# WORKING DATA start

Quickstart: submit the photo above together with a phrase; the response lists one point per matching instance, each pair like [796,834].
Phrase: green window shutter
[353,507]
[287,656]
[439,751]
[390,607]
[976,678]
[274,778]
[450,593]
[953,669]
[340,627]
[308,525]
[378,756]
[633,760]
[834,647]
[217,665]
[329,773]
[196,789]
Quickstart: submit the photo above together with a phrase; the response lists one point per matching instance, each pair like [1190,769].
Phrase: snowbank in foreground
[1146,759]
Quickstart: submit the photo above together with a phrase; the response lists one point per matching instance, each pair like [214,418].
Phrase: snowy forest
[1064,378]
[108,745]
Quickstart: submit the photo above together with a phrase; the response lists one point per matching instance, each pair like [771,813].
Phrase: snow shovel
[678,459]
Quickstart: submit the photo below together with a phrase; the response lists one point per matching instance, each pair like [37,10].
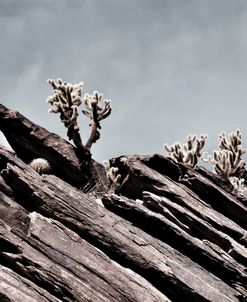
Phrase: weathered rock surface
[169,234]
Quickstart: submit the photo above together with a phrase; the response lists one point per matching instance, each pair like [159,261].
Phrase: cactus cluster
[238,186]
[66,99]
[40,165]
[189,152]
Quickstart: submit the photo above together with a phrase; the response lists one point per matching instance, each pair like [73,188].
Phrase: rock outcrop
[170,233]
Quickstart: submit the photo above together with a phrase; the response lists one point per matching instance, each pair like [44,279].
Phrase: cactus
[227,160]
[188,153]
[66,99]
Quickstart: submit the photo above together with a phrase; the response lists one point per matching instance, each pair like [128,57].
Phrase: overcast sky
[170,67]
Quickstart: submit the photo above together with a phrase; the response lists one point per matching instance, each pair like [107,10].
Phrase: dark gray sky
[170,67]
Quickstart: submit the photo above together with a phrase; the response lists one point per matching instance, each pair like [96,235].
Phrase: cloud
[170,67]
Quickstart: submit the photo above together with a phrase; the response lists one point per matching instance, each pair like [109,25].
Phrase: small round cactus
[40,165]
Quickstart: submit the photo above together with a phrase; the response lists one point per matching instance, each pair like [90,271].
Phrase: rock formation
[169,233]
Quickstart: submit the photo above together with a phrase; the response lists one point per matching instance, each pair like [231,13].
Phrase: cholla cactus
[40,165]
[238,186]
[96,113]
[66,100]
[227,160]
[189,152]
[112,176]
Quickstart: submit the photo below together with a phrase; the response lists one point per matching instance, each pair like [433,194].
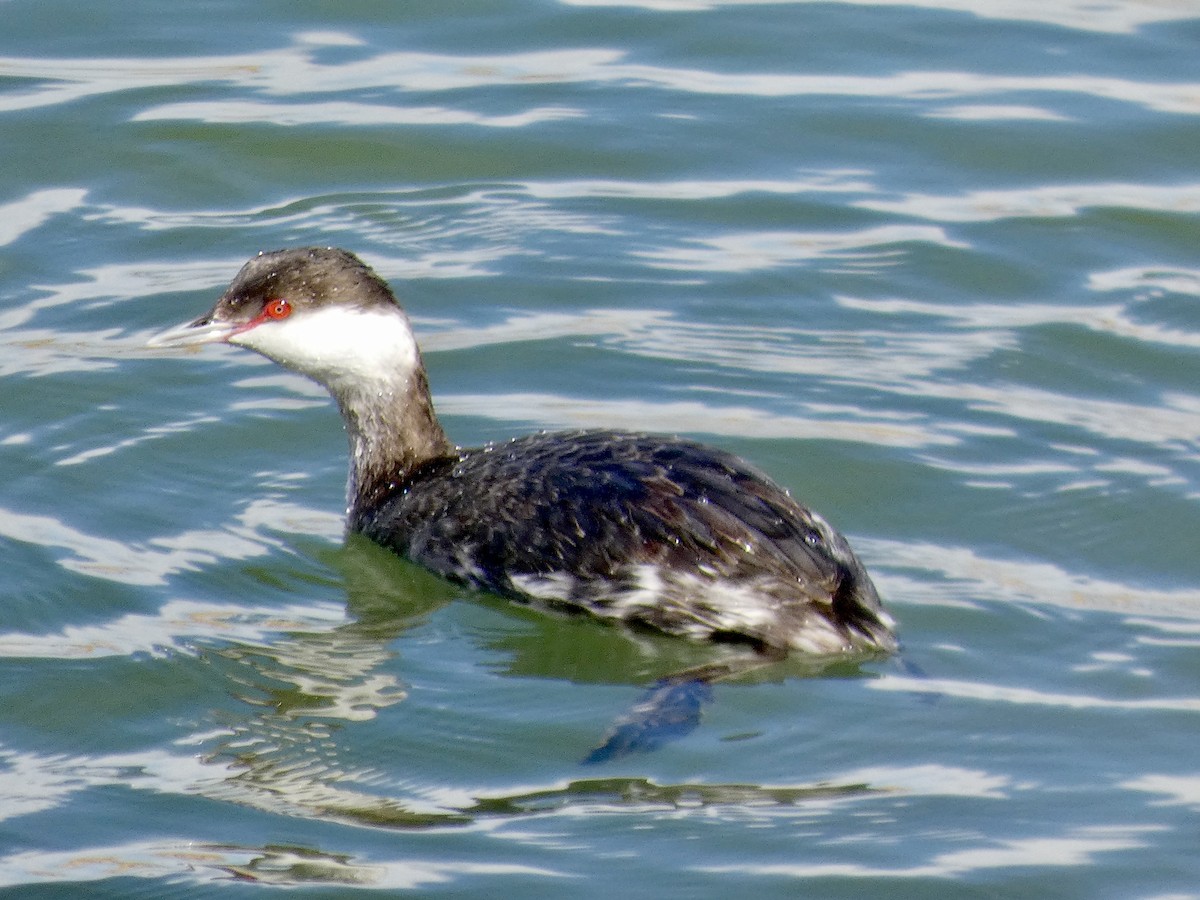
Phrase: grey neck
[393,431]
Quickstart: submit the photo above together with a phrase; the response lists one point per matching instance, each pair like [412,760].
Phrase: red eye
[277,309]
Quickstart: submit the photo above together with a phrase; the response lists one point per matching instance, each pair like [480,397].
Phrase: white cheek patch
[337,347]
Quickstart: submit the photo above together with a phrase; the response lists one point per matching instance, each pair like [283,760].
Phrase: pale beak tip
[189,335]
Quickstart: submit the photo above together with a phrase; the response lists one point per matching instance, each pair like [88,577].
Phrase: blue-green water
[933,267]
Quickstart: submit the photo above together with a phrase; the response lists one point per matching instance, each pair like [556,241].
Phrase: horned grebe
[651,531]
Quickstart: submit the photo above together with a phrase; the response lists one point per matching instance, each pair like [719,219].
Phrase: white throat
[346,349]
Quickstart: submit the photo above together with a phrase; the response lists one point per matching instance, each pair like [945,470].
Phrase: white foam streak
[767,250]
[345,113]
[1075,849]
[292,71]
[22,216]
[1083,15]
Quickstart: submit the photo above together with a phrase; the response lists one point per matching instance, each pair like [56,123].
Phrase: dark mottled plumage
[652,531]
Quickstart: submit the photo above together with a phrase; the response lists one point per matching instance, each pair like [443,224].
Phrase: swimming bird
[655,532]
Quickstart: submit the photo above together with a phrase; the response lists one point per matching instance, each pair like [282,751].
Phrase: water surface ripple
[933,265]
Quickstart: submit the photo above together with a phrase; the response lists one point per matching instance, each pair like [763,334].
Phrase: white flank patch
[556,586]
[341,348]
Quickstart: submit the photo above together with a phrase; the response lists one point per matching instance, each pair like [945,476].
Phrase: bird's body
[652,531]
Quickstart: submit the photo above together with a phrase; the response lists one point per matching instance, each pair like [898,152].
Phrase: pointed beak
[195,334]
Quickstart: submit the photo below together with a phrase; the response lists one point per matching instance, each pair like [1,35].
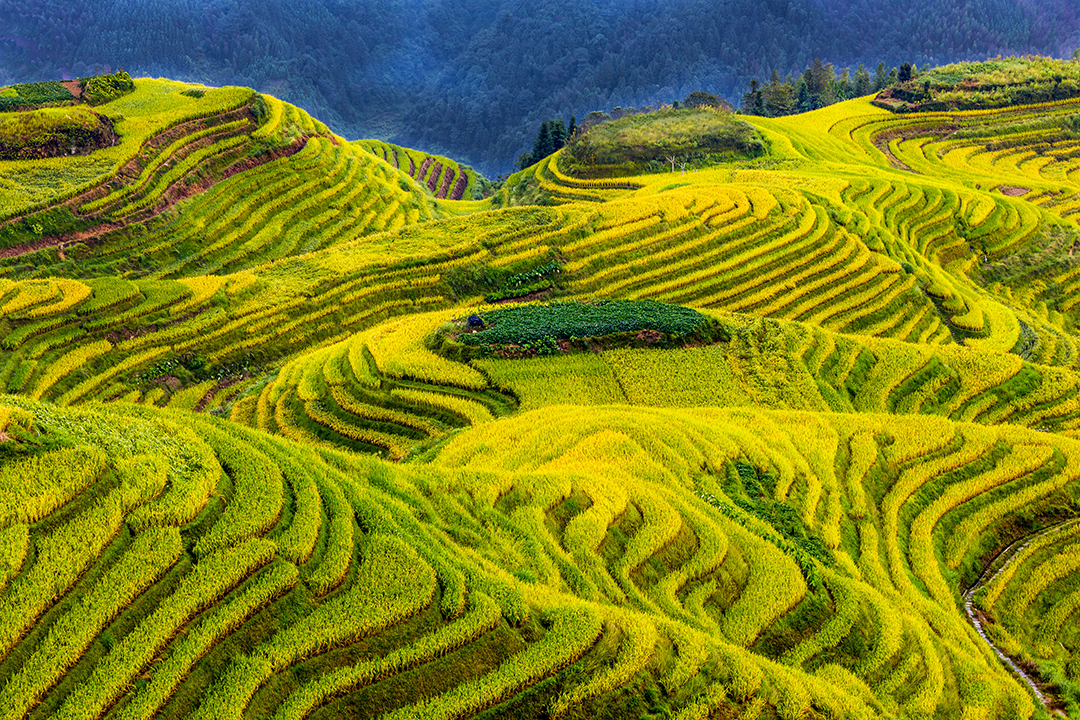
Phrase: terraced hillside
[288,432]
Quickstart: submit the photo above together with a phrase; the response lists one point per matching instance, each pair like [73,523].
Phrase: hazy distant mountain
[473,79]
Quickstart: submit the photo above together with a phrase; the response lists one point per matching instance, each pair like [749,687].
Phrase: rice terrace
[705,415]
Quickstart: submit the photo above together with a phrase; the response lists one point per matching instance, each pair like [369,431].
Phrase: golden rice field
[248,471]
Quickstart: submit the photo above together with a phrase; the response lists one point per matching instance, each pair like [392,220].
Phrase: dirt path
[1007,557]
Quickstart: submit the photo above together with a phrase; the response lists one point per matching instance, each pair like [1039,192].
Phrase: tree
[880,78]
[863,83]
[700,98]
[779,96]
[753,103]
[558,134]
[542,146]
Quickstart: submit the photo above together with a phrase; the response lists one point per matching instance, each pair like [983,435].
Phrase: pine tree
[753,103]
[779,97]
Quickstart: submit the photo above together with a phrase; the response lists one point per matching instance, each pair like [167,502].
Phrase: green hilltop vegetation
[784,428]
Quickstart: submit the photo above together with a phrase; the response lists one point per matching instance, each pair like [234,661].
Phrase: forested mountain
[474,79]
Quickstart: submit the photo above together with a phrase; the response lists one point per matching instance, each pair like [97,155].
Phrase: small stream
[1000,562]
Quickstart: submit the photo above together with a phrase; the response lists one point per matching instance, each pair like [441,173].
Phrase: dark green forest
[474,79]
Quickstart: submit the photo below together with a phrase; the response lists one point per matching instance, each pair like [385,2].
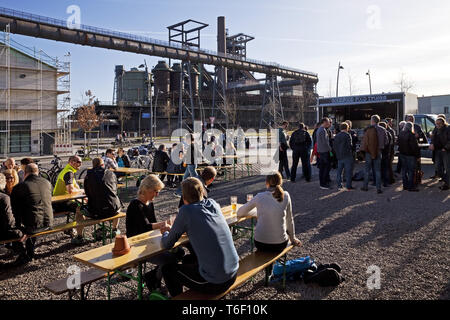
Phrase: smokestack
[222,45]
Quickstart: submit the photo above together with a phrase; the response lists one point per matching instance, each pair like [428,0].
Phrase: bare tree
[122,114]
[87,118]
[168,111]
[330,90]
[404,83]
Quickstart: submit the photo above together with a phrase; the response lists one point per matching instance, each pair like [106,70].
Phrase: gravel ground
[405,234]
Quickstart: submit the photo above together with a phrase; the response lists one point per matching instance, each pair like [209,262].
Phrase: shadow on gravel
[392,220]
[7,272]
[58,250]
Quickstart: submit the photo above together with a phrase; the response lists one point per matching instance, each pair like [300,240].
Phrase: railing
[60,23]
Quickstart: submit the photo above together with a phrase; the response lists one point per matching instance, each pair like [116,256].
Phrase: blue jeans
[324,165]
[304,155]
[346,163]
[408,167]
[442,163]
[190,171]
[373,163]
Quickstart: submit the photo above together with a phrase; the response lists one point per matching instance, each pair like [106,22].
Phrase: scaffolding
[34,83]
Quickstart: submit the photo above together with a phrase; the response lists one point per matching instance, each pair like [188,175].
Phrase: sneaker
[78,240]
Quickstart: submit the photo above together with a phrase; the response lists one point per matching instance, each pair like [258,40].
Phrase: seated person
[160,161]
[67,184]
[32,208]
[177,167]
[100,186]
[9,163]
[12,179]
[141,218]
[8,228]
[217,261]
[206,178]
[23,163]
[275,225]
[123,161]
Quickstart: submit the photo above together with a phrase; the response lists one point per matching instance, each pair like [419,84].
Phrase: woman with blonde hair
[12,179]
[275,226]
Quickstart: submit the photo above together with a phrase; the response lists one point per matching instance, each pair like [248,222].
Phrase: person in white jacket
[275,226]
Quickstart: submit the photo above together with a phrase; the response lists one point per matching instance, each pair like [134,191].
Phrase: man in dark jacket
[440,144]
[161,161]
[8,228]
[301,144]
[282,150]
[354,136]
[32,208]
[342,146]
[390,129]
[122,158]
[409,152]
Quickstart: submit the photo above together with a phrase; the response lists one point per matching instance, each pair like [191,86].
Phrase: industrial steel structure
[220,94]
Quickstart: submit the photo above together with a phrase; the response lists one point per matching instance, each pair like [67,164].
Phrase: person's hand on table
[297,242]
[165,228]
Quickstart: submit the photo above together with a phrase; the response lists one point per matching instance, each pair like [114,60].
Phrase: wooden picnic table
[143,247]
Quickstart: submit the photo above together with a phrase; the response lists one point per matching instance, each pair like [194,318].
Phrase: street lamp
[146,93]
[370,81]
[337,85]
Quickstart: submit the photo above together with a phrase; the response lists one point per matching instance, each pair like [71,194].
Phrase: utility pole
[337,84]
[370,81]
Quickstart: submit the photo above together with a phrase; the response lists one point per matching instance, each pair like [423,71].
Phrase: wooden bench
[70,225]
[248,267]
[86,279]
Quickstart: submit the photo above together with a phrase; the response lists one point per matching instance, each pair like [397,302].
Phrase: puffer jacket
[407,144]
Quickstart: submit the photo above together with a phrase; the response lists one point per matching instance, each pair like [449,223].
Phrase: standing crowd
[338,149]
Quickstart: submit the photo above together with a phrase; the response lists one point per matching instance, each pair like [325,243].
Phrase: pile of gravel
[404,234]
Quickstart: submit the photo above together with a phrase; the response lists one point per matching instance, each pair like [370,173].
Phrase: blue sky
[387,37]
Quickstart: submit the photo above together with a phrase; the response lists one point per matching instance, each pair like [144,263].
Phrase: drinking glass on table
[172,218]
[233,200]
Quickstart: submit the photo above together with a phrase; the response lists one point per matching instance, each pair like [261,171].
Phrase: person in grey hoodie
[217,261]
[344,153]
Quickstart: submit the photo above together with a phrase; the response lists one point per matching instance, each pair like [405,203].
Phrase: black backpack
[326,275]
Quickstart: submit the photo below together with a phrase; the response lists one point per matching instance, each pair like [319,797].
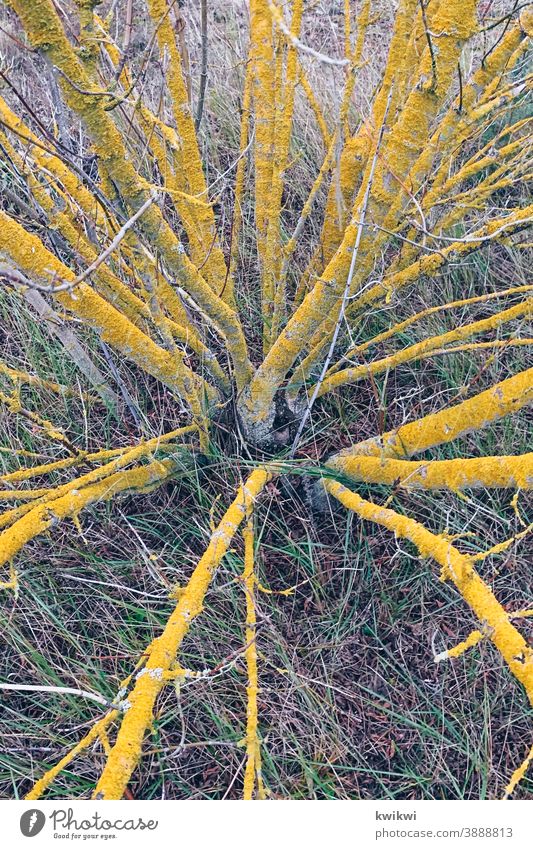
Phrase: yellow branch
[425,348]
[253,744]
[458,568]
[448,424]
[511,471]
[125,754]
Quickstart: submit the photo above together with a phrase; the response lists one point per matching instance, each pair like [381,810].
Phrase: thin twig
[73,691]
[203,72]
[295,41]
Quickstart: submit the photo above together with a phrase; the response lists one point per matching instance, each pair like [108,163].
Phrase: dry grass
[351,702]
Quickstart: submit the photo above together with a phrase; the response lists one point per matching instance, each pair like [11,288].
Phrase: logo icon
[32,822]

# WORKING DATA end

→ REQUIRED TASK
Retype, without any picture, exactly the lines from the one with "pair like [397,302]." through the end of the entries, inclusive.

→ RESPONSE
Quickstart: submit the photo above together with a phrase; the response lists one point per matching instance, each pair like [397,302].
Phrase: puffer jacket
[407,144]
Quickstart: submit the photo above together with a phrase; the response lists one point per matching instance, each pair like [449,223].
Phrase: standing crowd
[338,149]
Quickstart: submit the photo above together with a phrase; the response lists one point per matching instance, each pair like [325,243].
Phrase: pile of gravel
[404,234]
Quickstart: submit the photo above together with a phrase; the response lists one point per matching instance, each pair like [370,173].
Phrase: blue sky
[387,37]
Quickstart: submit the photo above together with a phrase; the response lists one point per matching instance, each pair like [144,263].
Phrase: drinking glass on table
[172,218]
[233,200]
Quickstart: submit the photo above together with a phrase; the response lists one point per matching instance, each pair like [261,171].
Phrase: person in grey hoodie
[217,261]
[344,153]
Quickstart: submit the photo above together with a phrase; the response lists one point per matching instance, each pair like [405,203].
Phrase: black backpack
[326,275]
Quickstart: submit the photo below together with a phrase; the response lists one point per matching instance, each pair like [319,797].
Phrase: yellow branch
[425,348]
[253,744]
[458,568]
[448,424]
[511,471]
[125,754]
Quickstart: submit the photo above together with a phrase; the response lists one point per matching instance, each pair like [381,810].
Phrase: thin twig
[73,691]
[203,72]
[295,41]
Quickstart: submit the photo above together with a phrase; the response lists one point per matching instance, each pair like [108,163].
Phrase: dry grass
[351,702]
Quickstart: submit the photo above together with a phrase; the response lists one point per matching instance, each pair like [11,288].
Phrase: logo icon
[32,822]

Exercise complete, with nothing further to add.